# Instructions for the task:
Rewrite the records, replacing "rough mask" with "coarse mask" wherever it occurs and leaving everything else as it is.

━━━━━━━━

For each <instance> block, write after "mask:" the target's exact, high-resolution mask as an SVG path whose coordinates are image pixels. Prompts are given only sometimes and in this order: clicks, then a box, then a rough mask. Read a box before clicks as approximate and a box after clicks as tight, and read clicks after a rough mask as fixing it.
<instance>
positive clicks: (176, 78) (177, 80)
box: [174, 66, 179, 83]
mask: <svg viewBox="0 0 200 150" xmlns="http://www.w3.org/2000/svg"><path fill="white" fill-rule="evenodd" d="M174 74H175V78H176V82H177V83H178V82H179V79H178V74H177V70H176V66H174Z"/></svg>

━━━━━━━━

# Answer section:
For each <instance> block, write after "mask:" the target's exact, high-resolution mask as an SVG path whose coordinates are image pixels. Prompts are given only sometimes and in this order: clicks, then a box, then a coarse mask. Read a box before clicks as approximate and a box after clicks as tight, and read clicks after a coarse mask as fixing it.
<instance>
positive clicks: (176, 78) (177, 80)
box: [174, 66, 179, 83]
mask: <svg viewBox="0 0 200 150" xmlns="http://www.w3.org/2000/svg"><path fill="white" fill-rule="evenodd" d="M174 74H175V78H176V82H177V83H178V82H179V79H178V74H177V70H176V66H174Z"/></svg>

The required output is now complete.